Supplied entries:
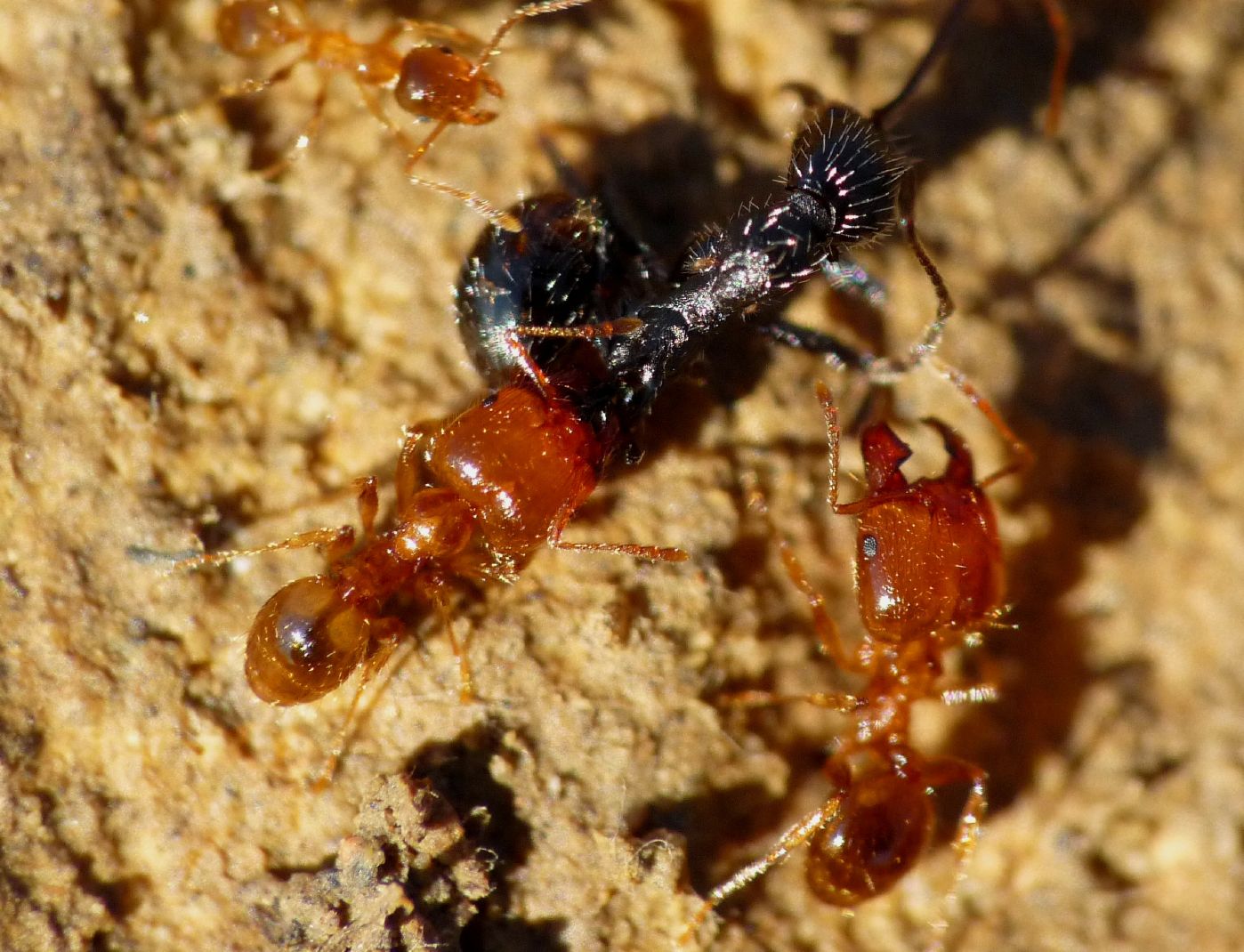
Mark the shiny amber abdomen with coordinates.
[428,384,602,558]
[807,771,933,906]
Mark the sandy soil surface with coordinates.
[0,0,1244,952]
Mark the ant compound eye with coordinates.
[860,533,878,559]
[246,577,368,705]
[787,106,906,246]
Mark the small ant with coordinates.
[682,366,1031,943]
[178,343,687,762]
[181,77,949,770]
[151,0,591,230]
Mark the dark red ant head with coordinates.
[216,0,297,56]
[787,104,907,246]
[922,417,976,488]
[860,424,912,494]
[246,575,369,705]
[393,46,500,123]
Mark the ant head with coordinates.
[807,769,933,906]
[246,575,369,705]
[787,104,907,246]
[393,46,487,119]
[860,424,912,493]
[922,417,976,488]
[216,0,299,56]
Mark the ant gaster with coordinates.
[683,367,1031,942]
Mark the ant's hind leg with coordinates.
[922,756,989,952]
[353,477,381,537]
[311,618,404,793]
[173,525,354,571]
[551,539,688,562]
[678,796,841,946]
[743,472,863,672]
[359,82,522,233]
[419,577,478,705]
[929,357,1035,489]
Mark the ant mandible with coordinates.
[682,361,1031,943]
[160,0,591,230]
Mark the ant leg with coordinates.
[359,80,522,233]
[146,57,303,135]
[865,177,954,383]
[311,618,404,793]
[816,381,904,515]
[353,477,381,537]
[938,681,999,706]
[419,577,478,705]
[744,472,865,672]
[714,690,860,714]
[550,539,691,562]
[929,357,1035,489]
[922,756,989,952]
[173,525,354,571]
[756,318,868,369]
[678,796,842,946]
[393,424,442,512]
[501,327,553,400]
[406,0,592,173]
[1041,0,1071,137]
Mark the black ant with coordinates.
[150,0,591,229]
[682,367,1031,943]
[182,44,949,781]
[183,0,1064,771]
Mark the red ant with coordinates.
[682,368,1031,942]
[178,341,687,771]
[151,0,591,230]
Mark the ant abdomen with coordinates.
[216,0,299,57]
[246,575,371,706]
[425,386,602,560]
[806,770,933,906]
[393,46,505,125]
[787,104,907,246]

The request: Transcribe every entry above word for word, leaving out the pictures.

Expected answer:
Mark the shiny amber abdomen with coordinates.
[428,384,602,558]
[807,771,933,906]
Mark the sandy soil surface with coordinates.
[0,0,1244,952]
Mark the ant compound eye with coordinates.
[860,533,878,559]
[246,577,368,705]
[787,106,906,246]
Mark the small ant with coordinates.
[682,366,1031,943]
[178,343,687,762]
[181,77,949,770]
[151,0,591,230]
Mark the dark red ant head with coordinates.
[216,0,297,56]
[787,104,907,246]
[922,417,976,488]
[860,424,912,494]
[246,575,369,705]
[393,46,500,123]
Mark the ant head with coordinates.
[807,769,933,906]
[246,575,369,705]
[787,104,907,246]
[393,46,487,119]
[860,424,912,493]
[922,417,976,488]
[216,0,299,56]
Mark the ant gaster with coordinates.
[683,367,1031,942]
Mark the ant's hind leg with coordinates.
[922,756,989,952]
[353,477,381,537]
[311,618,404,793]
[173,525,354,571]
[551,539,688,562]
[678,796,841,946]
[743,472,863,672]
[359,82,522,233]
[419,577,478,705]
[929,357,1035,489]
Mark the ant mandible with coordinates.
[682,361,1031,943]
[160,0,591,230]
Mark the ant leg with coordinates.
[359,80,522,233]
[146,57,303,135]
[865,177,954,383]
[311,618,404,793]
[816,381,904,515]
[353,477,381,537]
[938,681,999,706]
[419,577,478,705]
[744,472,865,672]
[714,690,860,714]
[550,539,691,562]
[929,357,1035,489]
[922,756,989,952]
[173,525,354,571]
[756,318,868,369]
[678,796,842,946]
[393,424,442,512]
[501,327,553,400]
[406,0,592,173]
[1041,0,1071,137]
Mark the black ant with coordinates.
[150,0,591,229]
[682,367,1031,943]
[182,44,949,781]
[183,0,1064,771]
Mark the red ant with coordinates.
[682,368,1031,942]
[178,341,687,771]
[151,0,591,230]
Mark the ant abdomen with coordinates.
[216,0,299,57]
[246,575,371,706]
[425,386,602,560]
[806,770,933,906]
[393,46,505,125]
[787,104,907,246]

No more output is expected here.